### SELECTED EXCERPT
>>

Later, during Frog’s and Shelley’s parallel crises, Shelley ends up saying all the comforting things to Frog that someone should have been saying to her. It is at this moment that you see her vocation shining through all the weariness. We see Shelley the Nun, and she’s a damned good nun. There’s no room for her crisis at this time, in this place, but she doesn’t begrudge Frog for stealing her trauma. She steps up and changes a moment from one of potential disaster to one that is filled with grace. There’s Shelley going full-court press, all-out nun, and it’s beautiful. At that moment, we all are allowed to see her. “I’m so sorry you had to deal with this. You shouldn’t have to deal with any of this.” says Shelley to Frog, and you somehow know that Shelley isn’t huffing on the inside, “Hell, neither should I.” She is simply, and purely, present with her client. At that moment, she’s immersed in prayer and she doesn’t even realize it.

<<

### RAW DATA
>>

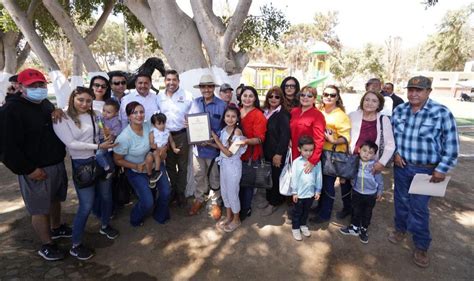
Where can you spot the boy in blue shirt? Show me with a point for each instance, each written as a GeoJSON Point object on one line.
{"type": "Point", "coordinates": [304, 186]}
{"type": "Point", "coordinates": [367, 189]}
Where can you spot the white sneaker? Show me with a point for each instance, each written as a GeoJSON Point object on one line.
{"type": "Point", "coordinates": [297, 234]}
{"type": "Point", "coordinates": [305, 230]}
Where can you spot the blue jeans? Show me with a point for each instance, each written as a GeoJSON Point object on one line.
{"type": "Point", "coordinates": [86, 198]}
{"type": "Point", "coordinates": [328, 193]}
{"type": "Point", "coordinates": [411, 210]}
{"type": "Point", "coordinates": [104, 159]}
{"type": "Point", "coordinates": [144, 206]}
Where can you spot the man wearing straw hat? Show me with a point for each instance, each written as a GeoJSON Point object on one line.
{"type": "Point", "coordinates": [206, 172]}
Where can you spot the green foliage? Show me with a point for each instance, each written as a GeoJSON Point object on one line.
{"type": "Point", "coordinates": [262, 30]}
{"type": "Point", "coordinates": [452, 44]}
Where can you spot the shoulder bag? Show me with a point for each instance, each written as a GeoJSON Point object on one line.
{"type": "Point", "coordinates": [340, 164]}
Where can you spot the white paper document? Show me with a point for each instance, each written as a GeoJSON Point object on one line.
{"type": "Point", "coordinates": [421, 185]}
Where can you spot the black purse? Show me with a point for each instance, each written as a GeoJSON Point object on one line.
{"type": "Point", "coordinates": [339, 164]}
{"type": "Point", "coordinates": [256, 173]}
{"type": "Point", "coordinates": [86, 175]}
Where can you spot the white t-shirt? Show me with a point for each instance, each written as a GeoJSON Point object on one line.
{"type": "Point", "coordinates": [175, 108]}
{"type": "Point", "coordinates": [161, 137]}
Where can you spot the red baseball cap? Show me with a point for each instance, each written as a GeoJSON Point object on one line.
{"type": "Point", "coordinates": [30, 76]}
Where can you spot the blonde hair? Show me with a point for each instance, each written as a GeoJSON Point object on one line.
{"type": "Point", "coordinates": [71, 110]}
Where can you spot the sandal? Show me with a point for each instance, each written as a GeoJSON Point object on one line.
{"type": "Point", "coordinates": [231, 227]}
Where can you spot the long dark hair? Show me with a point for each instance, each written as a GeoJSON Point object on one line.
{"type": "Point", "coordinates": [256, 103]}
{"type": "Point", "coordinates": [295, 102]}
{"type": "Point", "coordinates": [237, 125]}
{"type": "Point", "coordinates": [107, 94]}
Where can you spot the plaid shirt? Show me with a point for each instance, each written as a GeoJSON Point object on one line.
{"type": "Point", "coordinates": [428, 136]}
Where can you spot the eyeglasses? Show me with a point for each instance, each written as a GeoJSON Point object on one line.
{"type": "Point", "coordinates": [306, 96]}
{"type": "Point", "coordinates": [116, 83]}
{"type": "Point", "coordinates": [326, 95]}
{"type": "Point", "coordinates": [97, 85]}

<<
>>

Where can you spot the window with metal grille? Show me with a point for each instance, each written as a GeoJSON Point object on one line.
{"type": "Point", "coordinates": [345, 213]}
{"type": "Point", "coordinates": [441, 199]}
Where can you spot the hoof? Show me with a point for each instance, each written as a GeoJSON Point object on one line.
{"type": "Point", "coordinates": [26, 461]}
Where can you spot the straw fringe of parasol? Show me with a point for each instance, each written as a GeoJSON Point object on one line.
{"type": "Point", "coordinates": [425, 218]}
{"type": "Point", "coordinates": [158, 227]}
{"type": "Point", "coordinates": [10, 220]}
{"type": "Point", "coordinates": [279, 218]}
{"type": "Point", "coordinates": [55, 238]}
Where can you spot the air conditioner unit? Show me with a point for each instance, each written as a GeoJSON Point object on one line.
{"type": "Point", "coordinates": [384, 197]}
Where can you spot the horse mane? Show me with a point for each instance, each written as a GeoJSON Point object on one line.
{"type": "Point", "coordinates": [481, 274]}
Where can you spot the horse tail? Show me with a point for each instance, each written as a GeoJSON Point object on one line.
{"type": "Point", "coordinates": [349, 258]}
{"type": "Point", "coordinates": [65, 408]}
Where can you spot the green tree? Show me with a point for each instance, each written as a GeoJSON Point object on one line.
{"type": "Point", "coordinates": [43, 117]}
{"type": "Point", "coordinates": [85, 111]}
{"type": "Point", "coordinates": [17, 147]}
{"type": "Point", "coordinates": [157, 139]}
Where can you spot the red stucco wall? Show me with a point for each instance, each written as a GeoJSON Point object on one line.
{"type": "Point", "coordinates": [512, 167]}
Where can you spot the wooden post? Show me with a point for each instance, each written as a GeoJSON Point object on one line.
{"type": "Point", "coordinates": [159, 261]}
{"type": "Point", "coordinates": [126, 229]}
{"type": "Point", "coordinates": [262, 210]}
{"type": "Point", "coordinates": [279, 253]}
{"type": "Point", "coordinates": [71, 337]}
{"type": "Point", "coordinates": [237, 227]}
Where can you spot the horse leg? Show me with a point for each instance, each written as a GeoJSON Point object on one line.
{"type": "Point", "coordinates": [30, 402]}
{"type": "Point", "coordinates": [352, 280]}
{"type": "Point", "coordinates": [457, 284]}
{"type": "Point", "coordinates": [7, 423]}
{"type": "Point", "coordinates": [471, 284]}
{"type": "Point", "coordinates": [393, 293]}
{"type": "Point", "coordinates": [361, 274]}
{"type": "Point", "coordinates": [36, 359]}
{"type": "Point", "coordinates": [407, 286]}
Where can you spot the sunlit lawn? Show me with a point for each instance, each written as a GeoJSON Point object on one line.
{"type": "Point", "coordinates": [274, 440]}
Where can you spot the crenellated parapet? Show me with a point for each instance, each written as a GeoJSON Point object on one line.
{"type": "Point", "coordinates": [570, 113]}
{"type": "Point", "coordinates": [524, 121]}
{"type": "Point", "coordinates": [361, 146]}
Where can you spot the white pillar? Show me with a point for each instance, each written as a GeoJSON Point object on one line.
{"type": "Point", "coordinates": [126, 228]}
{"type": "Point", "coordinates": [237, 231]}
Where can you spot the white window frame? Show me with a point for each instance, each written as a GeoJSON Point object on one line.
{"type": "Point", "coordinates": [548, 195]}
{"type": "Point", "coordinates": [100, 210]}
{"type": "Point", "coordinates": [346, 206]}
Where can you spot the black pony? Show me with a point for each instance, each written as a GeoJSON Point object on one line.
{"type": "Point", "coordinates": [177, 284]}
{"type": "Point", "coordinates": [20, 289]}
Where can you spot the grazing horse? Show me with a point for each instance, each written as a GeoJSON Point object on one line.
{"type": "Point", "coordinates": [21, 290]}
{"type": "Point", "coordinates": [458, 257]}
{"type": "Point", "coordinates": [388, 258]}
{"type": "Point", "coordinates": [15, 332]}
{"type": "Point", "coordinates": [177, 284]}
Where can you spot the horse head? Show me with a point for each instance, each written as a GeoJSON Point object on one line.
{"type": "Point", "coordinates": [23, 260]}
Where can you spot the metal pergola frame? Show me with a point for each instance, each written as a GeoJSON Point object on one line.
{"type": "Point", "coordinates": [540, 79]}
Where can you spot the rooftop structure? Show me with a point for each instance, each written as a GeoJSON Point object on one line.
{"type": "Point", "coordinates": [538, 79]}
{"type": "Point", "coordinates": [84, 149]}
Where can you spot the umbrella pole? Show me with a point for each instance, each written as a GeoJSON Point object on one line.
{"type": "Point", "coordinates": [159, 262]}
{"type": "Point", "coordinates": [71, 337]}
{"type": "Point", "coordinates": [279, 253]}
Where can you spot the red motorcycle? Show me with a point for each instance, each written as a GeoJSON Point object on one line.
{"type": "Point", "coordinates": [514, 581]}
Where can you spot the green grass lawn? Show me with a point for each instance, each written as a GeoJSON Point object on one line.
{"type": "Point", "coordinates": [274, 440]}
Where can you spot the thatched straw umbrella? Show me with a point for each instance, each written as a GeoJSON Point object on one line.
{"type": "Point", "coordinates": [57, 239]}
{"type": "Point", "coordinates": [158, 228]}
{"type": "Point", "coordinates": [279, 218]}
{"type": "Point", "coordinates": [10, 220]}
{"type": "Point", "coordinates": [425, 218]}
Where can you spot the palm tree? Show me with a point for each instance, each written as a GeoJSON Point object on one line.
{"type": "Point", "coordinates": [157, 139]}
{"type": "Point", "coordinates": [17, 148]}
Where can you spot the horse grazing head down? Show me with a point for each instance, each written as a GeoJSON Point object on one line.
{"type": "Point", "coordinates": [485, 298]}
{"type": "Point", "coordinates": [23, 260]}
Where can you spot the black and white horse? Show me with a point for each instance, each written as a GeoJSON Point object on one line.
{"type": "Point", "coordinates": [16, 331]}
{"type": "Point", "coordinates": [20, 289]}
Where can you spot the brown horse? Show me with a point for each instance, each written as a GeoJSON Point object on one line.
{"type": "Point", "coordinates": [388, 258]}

<<
>>

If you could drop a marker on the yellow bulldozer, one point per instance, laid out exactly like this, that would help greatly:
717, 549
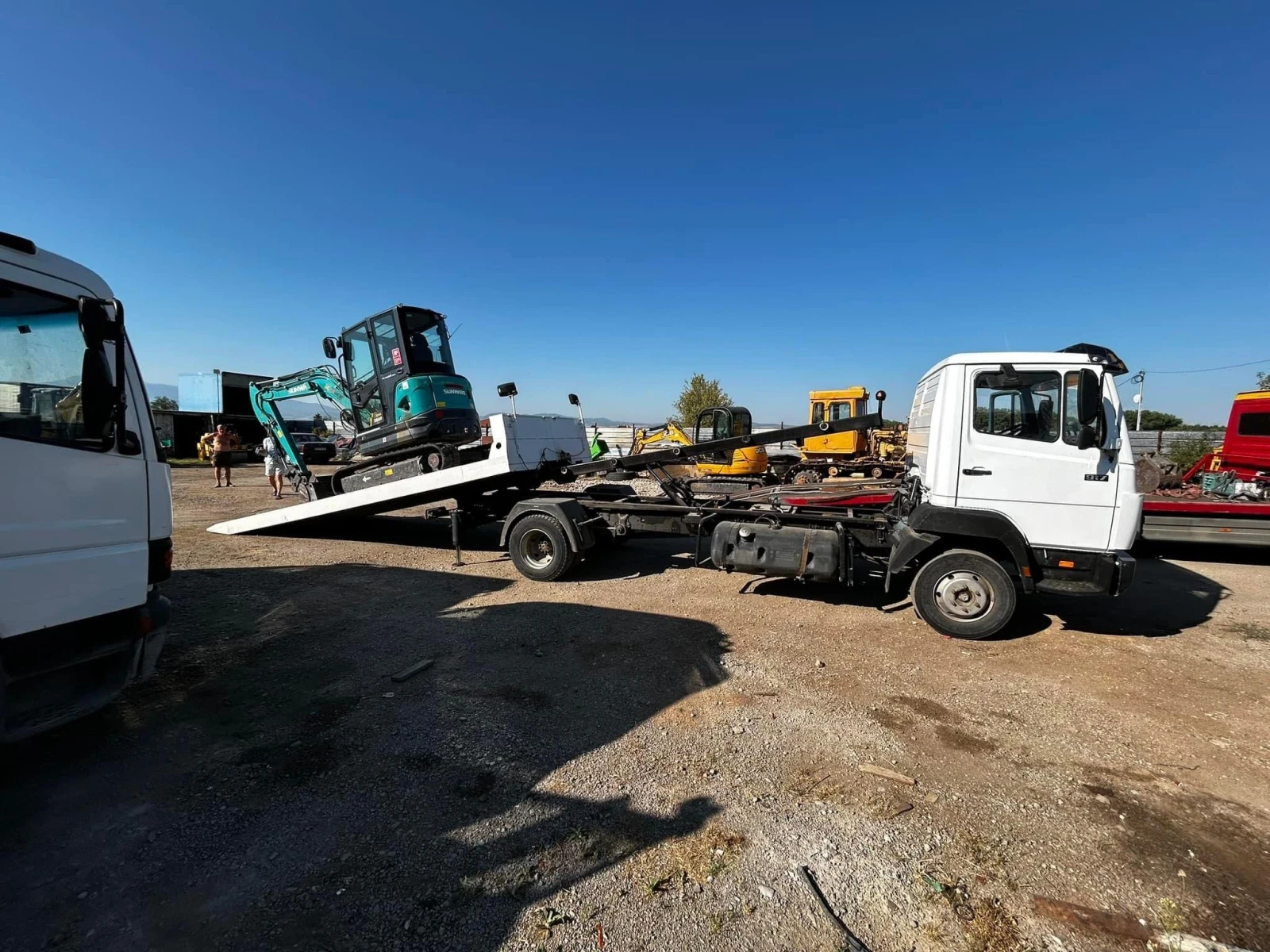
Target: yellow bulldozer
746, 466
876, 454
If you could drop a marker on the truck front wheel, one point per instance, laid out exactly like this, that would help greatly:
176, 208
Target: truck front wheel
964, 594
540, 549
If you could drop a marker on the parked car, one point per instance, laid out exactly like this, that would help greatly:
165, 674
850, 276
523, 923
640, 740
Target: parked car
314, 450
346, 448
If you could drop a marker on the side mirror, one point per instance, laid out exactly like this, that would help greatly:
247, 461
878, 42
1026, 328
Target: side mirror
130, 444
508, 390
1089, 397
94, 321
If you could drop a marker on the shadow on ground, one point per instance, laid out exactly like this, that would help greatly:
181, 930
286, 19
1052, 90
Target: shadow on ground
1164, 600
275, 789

<<

### HOW TO COMPLETE THIS TASK
Continue the passage about Shelley the nun and her client Frog, starting right after its final sentence.

### WRITTEN ANSWER
At some point, even a woman stuck on an emotional Island of Misfit Toys as the Nun Who Can’t Pray finds sweet release, in part by turning away from a tenet that has been a core part of her existence. It is perhaps the only act of Christian charity that she directs toward herself — a laying down of the burden of forgiveness.
Directed by Bridget Kathleen O’Leary; Scenic Design by Jenna McFarland Lord; Costume Design by Chelsea Kerl; Lighting Design by Karen Perlow; Sound Design by Lee Schuna; Production Stage Manager, Dawn Schall Saglio; Assistant Stage Manager Daryl A. Laurenza.
With: Ally Dawson (Emma); Thomas Derrah (Frog); Melinda Lopez (Shelley); Alejandro Simoes (Oscar).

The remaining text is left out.